__Text under study__:
--- START ---

By Marguerite Duane, MD, MHA, FAAFP
July 24, 2018
“I was stunned. As a physician, how was it that I knew nothing about this?”
I was 29 years old and a newly minted physician before I ever heard about fertility awareness based methods (FABMs). This occurred during the first year of my family medicine residency at Lancaster General Hospital. As physicians, we were taught that caring for a new mom in the hospital included ensuring she had birth control before leaving so she wouldn’t return a year later expecting again. One night, while preparing my post-partum patients for discharge by writing their orders for birth control, my senior resident, Dr. Pearl Huang, discussed the importance of considering the impact of hormonal contraception, including potential side effects. To my surprise, she then explained there is a way a woman can learn to manage her fertility without any medical side effects.
Really? No side effects? Curious, I asked how. And she said, well, you can teach her how to chart her cycles by observing specific physical signs so she can learn to identify that window of fertility when she can get pregnant. I looked at her shocked and confused, thinking, what are you talking about? So she reviewed the menstrual cycle with me: the first half being the follicular phase followed by the luteal phase, with ovulation occurring in between, and how there’s a narrow window of time when a woman can conceive. She explained that by learning to chart observable signs of fertility, a woman can use an FABM to prevent or achieve pregnancy or to simply understand her body better.

--- END ---

__Exercise requirements__:
a: In the fertility awareness passage, at which hospital did the author's family medicine residency take place?
b: Please extend the fertility awareness passage, beginning after its final sentence.
The material that comes after this has nothing to do with the work here.

__Dataset extract__:
--- START ---

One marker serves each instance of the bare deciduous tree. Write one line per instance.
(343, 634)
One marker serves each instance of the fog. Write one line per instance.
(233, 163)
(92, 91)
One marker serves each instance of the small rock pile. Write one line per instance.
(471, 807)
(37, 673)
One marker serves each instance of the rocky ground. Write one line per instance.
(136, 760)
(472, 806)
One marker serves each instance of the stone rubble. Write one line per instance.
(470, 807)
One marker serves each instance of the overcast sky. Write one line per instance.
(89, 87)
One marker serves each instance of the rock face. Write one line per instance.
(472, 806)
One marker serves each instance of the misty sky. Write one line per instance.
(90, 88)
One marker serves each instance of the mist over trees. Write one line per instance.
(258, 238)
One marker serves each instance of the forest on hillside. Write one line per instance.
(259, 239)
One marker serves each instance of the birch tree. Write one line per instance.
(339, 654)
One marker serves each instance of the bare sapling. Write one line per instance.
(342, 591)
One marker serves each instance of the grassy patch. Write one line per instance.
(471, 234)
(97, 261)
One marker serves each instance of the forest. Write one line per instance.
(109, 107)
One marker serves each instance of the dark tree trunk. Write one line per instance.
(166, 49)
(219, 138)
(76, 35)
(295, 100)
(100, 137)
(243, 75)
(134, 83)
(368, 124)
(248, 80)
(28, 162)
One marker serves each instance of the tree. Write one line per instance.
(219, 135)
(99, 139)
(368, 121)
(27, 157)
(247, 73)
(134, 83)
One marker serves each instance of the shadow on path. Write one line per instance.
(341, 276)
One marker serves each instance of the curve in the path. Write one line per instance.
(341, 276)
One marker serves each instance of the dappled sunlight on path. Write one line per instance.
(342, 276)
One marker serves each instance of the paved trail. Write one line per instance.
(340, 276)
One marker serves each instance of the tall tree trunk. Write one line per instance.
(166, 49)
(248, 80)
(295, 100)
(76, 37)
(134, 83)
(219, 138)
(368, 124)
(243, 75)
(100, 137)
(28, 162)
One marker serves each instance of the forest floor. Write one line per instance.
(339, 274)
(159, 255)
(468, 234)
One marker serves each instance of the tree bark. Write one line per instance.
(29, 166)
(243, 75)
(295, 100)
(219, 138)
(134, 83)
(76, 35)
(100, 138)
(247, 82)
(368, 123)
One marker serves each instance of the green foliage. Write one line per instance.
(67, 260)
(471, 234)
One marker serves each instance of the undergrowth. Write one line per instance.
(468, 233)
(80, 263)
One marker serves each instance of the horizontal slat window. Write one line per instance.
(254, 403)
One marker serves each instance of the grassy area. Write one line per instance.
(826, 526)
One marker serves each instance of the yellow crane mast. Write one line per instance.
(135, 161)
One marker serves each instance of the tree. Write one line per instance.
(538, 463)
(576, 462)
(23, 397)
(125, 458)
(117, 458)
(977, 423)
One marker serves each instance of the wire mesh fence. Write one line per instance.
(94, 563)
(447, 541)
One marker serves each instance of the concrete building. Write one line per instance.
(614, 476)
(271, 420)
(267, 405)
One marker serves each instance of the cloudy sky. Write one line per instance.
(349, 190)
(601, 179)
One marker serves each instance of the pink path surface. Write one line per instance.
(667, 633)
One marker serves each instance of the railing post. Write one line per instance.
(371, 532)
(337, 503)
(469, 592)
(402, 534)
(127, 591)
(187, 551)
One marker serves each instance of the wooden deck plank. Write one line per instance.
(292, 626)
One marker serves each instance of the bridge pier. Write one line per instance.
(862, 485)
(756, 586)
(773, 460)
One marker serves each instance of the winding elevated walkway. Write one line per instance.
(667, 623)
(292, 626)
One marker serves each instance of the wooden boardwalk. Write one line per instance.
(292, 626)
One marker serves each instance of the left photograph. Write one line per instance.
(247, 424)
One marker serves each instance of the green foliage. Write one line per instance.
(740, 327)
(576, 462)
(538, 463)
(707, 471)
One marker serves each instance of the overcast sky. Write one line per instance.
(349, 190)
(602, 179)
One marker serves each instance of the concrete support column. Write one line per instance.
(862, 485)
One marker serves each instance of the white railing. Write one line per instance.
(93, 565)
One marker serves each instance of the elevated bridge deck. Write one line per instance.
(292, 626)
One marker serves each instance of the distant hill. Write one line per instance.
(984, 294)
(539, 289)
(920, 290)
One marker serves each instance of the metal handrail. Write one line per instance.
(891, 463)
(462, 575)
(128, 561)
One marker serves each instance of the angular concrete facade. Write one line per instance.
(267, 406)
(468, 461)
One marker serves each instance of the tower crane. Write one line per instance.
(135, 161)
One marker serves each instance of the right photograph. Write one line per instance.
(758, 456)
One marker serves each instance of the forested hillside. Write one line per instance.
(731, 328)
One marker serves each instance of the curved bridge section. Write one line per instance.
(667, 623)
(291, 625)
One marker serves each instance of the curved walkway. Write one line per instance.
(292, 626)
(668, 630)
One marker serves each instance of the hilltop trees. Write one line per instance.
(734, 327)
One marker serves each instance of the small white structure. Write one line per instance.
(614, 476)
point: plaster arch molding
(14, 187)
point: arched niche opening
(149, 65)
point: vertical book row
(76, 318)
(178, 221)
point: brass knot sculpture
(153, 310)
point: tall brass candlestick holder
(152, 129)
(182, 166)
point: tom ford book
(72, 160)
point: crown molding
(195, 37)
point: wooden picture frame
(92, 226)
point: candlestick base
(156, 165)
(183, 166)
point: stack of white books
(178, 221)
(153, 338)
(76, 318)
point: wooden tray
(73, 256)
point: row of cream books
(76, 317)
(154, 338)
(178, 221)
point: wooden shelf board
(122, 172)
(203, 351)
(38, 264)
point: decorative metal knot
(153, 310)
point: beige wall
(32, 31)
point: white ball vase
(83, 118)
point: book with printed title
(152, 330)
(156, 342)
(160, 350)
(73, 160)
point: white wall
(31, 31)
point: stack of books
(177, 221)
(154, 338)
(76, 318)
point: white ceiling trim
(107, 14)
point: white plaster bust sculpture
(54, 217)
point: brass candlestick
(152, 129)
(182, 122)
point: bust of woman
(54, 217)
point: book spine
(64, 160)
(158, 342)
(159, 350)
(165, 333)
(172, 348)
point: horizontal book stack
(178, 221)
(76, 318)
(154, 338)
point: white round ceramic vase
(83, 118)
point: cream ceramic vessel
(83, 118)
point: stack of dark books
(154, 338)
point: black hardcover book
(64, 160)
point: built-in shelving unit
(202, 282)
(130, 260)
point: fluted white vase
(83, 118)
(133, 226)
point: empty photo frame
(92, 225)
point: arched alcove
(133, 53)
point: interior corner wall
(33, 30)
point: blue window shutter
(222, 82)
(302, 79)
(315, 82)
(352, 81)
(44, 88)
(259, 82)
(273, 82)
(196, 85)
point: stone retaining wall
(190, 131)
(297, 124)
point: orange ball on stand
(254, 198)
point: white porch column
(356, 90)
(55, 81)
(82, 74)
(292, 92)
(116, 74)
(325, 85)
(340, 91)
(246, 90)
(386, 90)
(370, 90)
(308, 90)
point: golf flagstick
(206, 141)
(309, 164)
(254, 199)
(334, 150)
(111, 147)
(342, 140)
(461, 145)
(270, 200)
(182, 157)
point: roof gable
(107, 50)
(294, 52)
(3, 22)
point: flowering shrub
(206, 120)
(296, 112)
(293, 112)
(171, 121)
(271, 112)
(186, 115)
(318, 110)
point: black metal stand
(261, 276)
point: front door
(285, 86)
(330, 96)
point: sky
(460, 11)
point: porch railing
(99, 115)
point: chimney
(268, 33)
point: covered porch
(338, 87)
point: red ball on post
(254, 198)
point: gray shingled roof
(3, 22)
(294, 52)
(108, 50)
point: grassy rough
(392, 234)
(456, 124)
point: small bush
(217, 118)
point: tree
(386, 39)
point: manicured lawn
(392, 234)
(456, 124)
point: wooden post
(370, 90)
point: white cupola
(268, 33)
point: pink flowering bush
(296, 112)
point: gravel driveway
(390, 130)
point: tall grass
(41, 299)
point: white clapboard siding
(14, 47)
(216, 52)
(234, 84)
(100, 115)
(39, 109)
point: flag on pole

--- END ---

__Answer list__:
a: Lancaster General Hospital.

b:
I was stunned. As a physician, how was it that I knew nothing about this? In medical school, I was one of those students who went to every lecture. So I thought, I know I didn’t miss this lecture on charting the signs of the female cycle because I went to every class. How is it that I graduated from medical school never having heard about FABMs?
Then something critical dawned on me. How can I provide high quality comprehensive women’s healthcare if I don’t understand this whole aspect of women’s health? This insight planted the seed that changed the trajectory of my career. I began to focus on learning more about these methods. I learned them for personal use to address my menstrual health concerns and I learned them so I could teach my patients.
A few years later, I heard about the Creighton Model of natural family planning (NFP). This method provided a practical way to not only learn about charting from a family planning perspective, but also learn its applications to address a range of women’s health issues. I went through the Creighton Model training in 2008. Since then, I have been able to help patients address a range of health concerns effectively, including PMS, polycystic ovarian disease, and infertility. In 2010, I was invited to teach a healthcare related elective to a small group of medical students at Georgetown University. I thought this would be an amazing opportunity to introduce them to all FABMs, since I never learned about these methods while in medical school. This ultimately led to the foundation of FACTS and the rest, as they say, is history!
Meet Dr. Marguerite Duane
Co-Founder and Executive Director
Dr. Duane is co-founder and Executive Director of FACTS. A Board-certified family physician, she serves as an Adjunct Associate Professor at Georgetown University, where she directs an introductory course on natural or fertility awareness based methods (NFP/FABMs) of family planning. She is also a physician with Modern Mobile Medicine, a direct primary care (DPC) house calls-based practice serving patients of all ages in the D.C. metropolitan area. She has served on the board of the American Academy of Family Physicians (AAFP) and the Family Medicine Education Consortium (FMEC).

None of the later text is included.